→ **EXTRACTED DATA**:
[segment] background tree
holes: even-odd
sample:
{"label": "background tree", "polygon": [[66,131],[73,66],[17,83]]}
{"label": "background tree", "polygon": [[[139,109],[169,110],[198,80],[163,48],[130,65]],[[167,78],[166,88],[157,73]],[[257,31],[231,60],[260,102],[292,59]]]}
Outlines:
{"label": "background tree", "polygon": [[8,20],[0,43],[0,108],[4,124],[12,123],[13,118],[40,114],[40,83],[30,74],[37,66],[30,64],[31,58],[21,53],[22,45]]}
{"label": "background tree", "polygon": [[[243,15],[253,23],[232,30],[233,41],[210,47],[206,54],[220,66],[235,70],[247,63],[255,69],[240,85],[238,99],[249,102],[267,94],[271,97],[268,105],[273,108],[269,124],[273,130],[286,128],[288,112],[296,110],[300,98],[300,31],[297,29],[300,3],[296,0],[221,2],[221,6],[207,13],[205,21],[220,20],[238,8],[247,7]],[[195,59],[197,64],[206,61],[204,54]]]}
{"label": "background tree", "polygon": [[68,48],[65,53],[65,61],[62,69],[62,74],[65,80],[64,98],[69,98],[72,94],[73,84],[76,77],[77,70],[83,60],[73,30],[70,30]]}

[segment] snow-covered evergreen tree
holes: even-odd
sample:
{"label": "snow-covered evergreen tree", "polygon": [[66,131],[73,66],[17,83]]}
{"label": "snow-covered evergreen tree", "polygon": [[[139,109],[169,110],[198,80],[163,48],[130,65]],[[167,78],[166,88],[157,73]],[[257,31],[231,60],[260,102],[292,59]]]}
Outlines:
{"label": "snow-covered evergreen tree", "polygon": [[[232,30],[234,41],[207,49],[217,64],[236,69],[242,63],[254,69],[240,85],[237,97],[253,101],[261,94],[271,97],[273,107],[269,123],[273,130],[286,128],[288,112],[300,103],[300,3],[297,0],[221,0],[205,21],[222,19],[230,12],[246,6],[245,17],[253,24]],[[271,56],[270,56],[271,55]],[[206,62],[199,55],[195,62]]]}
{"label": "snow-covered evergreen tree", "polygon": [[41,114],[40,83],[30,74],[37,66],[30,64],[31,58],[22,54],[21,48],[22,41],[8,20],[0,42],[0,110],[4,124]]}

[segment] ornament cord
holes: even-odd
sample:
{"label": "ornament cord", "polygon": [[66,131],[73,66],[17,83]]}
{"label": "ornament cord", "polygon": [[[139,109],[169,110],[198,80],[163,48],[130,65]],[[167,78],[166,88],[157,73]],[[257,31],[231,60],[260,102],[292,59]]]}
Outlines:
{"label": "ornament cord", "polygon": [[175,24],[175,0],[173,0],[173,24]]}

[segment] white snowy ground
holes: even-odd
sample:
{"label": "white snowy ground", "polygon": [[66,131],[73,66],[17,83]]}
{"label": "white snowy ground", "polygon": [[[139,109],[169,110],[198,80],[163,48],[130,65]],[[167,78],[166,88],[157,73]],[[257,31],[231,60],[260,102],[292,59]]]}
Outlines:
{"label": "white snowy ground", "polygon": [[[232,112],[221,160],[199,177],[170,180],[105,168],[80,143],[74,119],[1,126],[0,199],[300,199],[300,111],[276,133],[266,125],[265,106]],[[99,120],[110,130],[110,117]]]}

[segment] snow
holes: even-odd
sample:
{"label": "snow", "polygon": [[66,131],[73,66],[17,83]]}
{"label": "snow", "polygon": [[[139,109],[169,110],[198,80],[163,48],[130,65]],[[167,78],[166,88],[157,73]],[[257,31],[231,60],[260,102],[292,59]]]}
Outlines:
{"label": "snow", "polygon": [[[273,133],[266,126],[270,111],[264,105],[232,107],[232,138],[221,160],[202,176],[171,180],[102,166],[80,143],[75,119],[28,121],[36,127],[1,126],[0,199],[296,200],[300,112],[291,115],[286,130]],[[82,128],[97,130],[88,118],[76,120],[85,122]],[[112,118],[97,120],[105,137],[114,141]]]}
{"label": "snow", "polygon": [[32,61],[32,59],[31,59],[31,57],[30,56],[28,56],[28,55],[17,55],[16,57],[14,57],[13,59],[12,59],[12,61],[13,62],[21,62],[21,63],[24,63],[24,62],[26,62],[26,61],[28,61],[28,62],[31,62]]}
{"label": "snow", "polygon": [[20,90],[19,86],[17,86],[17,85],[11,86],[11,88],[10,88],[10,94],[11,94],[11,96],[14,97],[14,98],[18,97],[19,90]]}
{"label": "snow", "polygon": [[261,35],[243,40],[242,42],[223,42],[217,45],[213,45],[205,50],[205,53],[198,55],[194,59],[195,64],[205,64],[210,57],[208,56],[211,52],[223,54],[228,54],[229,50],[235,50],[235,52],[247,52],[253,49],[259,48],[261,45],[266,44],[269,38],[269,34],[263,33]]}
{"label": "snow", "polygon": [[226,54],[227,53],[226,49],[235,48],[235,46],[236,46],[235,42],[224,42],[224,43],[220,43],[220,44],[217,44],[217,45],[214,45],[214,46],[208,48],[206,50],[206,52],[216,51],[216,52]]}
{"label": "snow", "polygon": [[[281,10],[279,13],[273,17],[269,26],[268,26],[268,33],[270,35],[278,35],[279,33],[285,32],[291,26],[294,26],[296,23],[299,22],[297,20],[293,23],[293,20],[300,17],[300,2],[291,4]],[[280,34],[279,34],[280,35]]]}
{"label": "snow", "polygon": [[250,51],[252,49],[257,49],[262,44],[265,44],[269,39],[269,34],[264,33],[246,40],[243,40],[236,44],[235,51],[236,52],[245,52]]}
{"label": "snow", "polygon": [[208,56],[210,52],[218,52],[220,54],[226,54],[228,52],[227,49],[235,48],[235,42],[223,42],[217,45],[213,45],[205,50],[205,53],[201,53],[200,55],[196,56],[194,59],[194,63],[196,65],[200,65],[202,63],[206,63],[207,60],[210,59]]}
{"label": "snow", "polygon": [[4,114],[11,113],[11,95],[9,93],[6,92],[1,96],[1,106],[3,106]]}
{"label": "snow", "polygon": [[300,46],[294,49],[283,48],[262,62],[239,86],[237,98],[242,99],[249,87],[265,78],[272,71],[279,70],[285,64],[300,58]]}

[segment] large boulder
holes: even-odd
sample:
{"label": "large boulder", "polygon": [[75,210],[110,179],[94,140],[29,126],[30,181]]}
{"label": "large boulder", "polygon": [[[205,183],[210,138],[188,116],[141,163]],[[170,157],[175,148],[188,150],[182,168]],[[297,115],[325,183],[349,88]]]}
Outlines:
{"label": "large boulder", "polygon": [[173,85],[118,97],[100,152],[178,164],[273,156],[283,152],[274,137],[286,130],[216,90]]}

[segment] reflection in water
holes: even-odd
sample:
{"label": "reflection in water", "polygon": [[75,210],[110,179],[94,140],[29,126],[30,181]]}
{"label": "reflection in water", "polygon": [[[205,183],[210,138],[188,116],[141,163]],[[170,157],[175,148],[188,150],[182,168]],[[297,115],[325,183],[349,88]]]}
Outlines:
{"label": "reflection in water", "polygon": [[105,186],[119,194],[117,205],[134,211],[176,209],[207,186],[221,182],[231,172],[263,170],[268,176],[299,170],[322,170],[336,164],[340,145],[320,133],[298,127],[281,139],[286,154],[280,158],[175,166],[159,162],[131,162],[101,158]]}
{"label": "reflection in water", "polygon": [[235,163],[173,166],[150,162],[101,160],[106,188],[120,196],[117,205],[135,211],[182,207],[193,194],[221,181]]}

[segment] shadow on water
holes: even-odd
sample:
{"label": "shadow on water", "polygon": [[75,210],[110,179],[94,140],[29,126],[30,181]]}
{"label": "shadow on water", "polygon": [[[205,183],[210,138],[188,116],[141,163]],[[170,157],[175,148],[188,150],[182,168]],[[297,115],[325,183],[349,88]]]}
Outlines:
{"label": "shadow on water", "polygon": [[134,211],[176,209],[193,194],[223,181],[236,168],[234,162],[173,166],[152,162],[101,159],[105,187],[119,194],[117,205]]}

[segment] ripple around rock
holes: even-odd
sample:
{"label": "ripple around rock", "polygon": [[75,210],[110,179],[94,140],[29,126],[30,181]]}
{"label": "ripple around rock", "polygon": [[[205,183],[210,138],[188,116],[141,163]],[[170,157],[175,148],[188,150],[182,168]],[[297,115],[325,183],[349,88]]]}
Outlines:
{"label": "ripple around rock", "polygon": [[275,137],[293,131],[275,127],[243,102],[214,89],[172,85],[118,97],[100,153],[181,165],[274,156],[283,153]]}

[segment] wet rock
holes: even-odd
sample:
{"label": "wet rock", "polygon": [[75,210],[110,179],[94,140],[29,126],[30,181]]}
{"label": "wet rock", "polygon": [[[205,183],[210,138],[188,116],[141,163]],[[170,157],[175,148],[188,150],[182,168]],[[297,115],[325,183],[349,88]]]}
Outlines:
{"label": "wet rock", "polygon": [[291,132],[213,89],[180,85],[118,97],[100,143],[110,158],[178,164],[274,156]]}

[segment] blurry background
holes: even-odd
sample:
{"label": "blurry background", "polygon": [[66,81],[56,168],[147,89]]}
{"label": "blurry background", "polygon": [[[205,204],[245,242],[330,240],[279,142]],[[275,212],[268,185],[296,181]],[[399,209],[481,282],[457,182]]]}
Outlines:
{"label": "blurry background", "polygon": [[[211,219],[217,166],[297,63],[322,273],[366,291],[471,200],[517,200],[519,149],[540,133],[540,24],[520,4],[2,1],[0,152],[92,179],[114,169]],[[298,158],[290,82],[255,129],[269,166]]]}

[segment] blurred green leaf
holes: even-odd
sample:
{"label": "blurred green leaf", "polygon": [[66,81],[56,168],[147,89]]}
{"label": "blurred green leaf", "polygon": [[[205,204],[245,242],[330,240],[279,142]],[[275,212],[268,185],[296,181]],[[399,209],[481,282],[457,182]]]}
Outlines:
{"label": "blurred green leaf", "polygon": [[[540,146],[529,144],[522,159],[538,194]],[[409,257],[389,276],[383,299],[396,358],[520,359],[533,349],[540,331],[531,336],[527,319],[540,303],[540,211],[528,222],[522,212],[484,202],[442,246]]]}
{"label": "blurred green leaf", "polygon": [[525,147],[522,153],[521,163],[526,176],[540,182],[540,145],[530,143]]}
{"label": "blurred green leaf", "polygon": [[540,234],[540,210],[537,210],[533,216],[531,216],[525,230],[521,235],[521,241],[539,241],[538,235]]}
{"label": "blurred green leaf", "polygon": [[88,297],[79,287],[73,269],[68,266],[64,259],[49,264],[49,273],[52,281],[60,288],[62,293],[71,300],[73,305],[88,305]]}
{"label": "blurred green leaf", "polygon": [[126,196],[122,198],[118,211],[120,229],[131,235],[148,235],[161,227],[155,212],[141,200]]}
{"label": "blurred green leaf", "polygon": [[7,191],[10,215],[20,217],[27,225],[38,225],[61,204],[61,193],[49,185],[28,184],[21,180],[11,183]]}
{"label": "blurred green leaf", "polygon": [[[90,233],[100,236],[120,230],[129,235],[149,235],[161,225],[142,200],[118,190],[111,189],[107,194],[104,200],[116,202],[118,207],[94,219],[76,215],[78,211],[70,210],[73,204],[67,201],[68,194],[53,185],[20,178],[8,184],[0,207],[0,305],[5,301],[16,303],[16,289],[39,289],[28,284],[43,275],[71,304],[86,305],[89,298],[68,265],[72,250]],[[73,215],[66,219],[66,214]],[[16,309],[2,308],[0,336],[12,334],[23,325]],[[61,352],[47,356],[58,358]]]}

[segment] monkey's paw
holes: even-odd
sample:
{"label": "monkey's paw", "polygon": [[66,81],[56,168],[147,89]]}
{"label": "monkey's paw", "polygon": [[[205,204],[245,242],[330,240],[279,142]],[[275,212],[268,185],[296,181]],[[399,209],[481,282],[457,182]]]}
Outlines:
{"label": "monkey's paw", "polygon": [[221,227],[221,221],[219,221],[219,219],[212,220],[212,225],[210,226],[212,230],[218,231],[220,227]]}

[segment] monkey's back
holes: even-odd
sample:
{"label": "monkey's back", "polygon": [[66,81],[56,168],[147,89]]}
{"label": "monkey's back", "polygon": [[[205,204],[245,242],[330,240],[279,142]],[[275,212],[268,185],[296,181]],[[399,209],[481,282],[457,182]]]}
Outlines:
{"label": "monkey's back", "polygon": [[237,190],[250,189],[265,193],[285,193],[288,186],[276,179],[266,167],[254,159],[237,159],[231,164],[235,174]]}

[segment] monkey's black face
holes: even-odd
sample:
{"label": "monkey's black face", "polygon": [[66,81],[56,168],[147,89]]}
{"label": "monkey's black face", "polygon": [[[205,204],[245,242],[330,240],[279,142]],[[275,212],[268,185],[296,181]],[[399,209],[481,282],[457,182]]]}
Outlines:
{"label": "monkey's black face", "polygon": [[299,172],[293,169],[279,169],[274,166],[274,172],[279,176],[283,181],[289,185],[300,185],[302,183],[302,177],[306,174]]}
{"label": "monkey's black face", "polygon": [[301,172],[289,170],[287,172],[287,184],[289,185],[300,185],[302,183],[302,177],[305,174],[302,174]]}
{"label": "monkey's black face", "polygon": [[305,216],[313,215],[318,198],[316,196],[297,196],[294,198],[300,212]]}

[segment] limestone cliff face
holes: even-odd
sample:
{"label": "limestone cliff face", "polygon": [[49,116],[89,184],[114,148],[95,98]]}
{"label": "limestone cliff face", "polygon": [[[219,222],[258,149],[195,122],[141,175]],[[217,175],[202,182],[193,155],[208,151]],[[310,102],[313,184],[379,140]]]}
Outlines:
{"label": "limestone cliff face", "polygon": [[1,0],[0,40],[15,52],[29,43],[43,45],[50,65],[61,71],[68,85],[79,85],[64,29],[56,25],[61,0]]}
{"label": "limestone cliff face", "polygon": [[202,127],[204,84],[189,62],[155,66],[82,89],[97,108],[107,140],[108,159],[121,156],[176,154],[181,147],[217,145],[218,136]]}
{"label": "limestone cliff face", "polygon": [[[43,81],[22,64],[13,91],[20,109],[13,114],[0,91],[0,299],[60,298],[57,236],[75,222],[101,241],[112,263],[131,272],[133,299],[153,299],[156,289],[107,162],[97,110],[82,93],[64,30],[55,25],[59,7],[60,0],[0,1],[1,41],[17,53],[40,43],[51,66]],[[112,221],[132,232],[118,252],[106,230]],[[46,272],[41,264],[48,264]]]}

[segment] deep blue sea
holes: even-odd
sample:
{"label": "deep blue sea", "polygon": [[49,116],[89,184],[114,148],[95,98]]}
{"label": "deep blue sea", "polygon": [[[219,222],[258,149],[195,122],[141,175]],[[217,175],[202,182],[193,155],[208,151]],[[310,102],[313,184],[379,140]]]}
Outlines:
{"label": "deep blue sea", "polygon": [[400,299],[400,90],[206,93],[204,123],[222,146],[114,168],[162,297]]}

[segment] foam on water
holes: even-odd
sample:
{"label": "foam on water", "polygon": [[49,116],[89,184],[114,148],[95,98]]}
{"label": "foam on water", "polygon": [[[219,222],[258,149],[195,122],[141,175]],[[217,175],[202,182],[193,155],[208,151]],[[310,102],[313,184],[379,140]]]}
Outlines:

→ **HOW TO COMPLETE THIS TASK**: Report how many lines of the entries above contain the word "foam", giving the number by itself.

→ **ANSWER AREA**: 3